Quand nous avons décidé d’inviter un officier négro-africain, c’est justement pour  témoigner sur une partie sombre de notre histoire. On voudrait  connaître les responsables  de ce qui est arrivé dans notre pays pour éviter demain pareils manquements.  La HAPA  a tout fait pour nous en empêcher. Or, si, nous assistons  depuis quelques années  à la montée des revendications identitaires, c’est justement  parce qu’on n’a pas voulu régler définitivement les problèmes du passif humanitaire  et de l’esclavage,  on a adopté la politique de l’autruche, et ça, on connaît le résultat.

La réaction de la  HAPA, qui a consisté à suspendre  certaines émissions,  prouve clairement que le pouvoir ne voudrait pas qu’on mette sur la table, certaines questions,  notamment  la question de l’esclavage  et le passif humanitaire, ce qui dénote clairement que certains citoyens de ce pays n’ont pas leur place ici. Or, en créant Mourabitoune, nous avions  affiché clairement notre vision, résumée à travers ce slogan : «  la Nation avec ses différentes couleurs ». Vous constaterez que cela ne cadre pas avec la politique du régime en place. Ensuite, nous avons respecté scrupuleusement le cahier de charges, contrairement à d’autres.

**DONNÉES LISTÉES**

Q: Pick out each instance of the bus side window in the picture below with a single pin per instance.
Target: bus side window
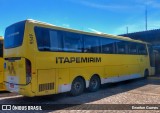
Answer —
(91, 45)
(121, 47)
(108, 45)
(132, 48)
(142, 49)
(42, 35)
(72, 42)
(55, 41)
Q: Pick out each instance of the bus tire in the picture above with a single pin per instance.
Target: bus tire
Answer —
(94, 83)
(77, 87)
(146, 73)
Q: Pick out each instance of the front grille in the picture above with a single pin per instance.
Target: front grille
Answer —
(46, 86)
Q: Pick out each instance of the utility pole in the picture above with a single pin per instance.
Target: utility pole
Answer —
(127, 29)
(146, 17)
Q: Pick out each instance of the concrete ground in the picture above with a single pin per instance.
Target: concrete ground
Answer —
(120, 97)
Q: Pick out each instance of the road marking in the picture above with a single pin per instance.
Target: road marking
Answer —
(155, 78)
(10, 97)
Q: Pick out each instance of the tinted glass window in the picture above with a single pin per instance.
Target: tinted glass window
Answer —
(14, 35)
(91, 44)
(108, 45)
(55, 40)
(122, 47)
(1, 48)
(48, 40)
(142, 49)
(132, 48)
(72, 42)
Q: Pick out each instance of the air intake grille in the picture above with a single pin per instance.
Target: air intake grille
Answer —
(47, 86)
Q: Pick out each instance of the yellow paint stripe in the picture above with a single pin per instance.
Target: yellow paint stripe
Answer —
(155, 78)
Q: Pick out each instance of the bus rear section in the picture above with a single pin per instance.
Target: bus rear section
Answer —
(2, 87)
(18, 73)
(17, 66)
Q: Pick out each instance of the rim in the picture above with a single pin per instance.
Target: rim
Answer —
(94, 83)
(77, 86)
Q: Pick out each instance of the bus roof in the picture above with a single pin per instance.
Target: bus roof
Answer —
(85, 32)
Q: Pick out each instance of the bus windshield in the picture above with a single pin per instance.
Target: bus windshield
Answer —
(14, 35)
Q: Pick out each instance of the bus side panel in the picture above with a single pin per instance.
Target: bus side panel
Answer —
(86, 73)
(2, 87)
(63, 83)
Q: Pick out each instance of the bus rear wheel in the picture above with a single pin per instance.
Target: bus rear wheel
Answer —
(146, 73)
(94, 83)
(77, 87)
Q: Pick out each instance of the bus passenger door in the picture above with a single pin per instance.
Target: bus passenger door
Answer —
(46, 81)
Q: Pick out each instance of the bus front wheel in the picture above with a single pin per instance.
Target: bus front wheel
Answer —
(94, 83)
(77, 87)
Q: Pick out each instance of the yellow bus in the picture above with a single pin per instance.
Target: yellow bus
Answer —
(2, 86)
(43, 59)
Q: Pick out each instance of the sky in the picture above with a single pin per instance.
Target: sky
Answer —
(105, 16)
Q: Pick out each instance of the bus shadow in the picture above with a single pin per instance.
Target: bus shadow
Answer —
(106, 90)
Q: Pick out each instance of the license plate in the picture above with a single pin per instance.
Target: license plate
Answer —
(11, 85)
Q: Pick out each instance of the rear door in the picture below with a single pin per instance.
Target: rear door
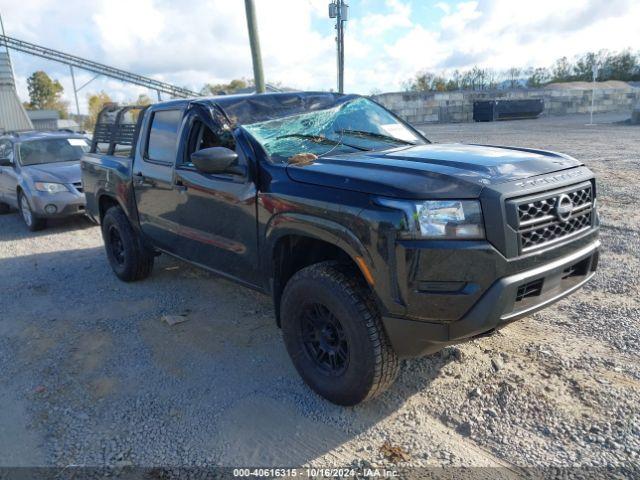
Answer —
(217, 214)
(157, 199)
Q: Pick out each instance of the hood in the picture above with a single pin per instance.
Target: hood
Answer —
(439, 170)
(63, 172)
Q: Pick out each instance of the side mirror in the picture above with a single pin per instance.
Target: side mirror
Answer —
(217, 160)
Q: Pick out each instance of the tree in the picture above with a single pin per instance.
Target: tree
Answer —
(97, 102)
(226, 88)
(537, 77)
(143, 100)
(513, 74)
(562, 70)
(46, 94)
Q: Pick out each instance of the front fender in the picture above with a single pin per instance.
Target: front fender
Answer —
(329, 231)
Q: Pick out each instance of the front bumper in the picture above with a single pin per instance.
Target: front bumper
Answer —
(507, 299)
(66, 204)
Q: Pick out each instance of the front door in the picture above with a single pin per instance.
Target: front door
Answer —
(157, 198)
(8, 175)
(218, 215)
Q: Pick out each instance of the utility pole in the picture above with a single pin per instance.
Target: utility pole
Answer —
(256, 56)
(340, 11)
(75, 91)
(594, 70)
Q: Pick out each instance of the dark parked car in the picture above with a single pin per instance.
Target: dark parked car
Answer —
(40, 175)
(374, 243)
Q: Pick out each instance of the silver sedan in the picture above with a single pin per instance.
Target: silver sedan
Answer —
(40, 176)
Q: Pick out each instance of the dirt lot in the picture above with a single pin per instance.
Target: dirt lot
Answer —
(92, 376)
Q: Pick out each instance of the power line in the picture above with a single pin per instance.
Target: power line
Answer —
(95, 67)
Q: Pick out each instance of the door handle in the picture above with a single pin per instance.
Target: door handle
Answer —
(179, 186)
(142, 181)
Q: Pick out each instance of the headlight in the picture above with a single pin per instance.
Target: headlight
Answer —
(51, 187)
(440, 219)
(450, 219)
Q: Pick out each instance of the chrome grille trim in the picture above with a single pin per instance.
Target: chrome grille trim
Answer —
(538, 225)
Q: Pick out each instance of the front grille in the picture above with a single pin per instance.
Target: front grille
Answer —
(539, 221)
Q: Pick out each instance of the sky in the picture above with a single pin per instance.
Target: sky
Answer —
(194, 42)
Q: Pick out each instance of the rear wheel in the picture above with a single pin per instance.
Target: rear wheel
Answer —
(334, 334)
(32, 222)
(128, 257)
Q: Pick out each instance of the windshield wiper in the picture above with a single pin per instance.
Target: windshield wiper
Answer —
(321, 139)
(362, 133)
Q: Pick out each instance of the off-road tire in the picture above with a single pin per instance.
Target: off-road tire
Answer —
(29, 218)
(372, 364)
(127, 255)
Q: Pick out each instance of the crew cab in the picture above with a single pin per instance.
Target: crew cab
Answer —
(375, 243)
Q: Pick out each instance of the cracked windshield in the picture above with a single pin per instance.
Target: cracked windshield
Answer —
(357, 125)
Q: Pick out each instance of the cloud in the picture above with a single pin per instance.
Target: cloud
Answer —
(387, 41)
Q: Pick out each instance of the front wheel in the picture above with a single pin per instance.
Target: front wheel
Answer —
(127, 255)
(32, 222)
(334, 335)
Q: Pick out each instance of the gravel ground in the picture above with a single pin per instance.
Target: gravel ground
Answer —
(91, 375)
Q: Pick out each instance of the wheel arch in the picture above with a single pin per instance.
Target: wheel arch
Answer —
(294, 241)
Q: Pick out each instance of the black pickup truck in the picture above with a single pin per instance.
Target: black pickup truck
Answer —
(374, 243)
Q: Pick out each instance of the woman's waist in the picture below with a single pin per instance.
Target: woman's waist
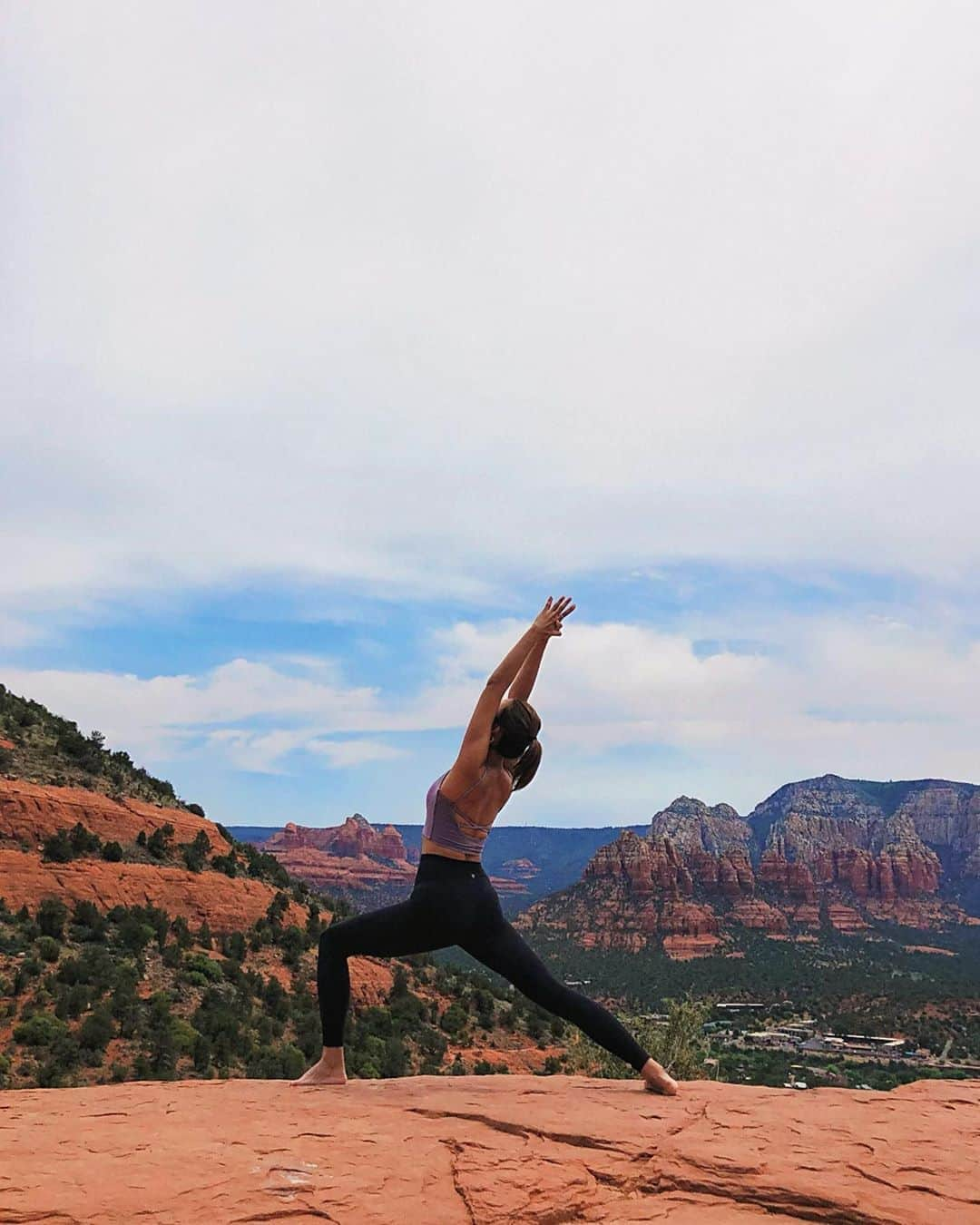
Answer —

**CONSIGNE DONNÉE 1**
Dans le texte sur la HAPA, quelles formes verbales le mot « clairement » accompagne-t-il ?
**CONSIGNE DONNÉE 2**
Prolongez le texte sur la HAPA en reprenant juste après sa dernière phrase.
Les données forment un matériau distinct du texte sur la HAPA.

**RÉPONSE PRODUITE 1**
- prouve
- dénote
- avions affiché

**RÉPONSE PRODUITE 2**
-Le pouvoir  ne semble pas porter  dans son cœur la télévision privée  Mourabitoune à laquelle vous appartenez.  Est-ce seulement   parce qu’elle serait  « proche des islamistes »  ou parce que  les émissions  de Wediaa  dérangent   le pouvoir en place ?

-Je crois avoir répondu en partie à cette question, mais vous me permettrez d’ajouter ceci. On reproche à  Mourabitoune  seulement  sa ligne éditoriale qui consiste à donner la parole à tous les mauritaniens ; ils ont tous droit à la parole, comme le commande  notre loi fondamentale. Nous avons des émissions  dans toutes les langues  nationales  du pays, ce qui ne plait visiblement pas au pouvoir.  A titre d’exemple,  les  700 personnes  que j’ai  reçues  sur le plateau,  viennent  d’horizons  politiques  et sociaux  divers, et si vous faites le décompte, vous vous rendrez compte que nous avons  donné  la parole  plus  à l’UPR dont son président. Donc, comme je l’ai dit,   l’hostilité  vis-à-vis  de notre chaine  est  ailleurs. Les thèmes que nous abordons dérangent. Je tiens à rappeler ici que nous  n’avons pas créé Mourabitoune pour faire la même chose que les médias publics, Mourabitoune n’est  pas  et ne sera pas  TVM Bis.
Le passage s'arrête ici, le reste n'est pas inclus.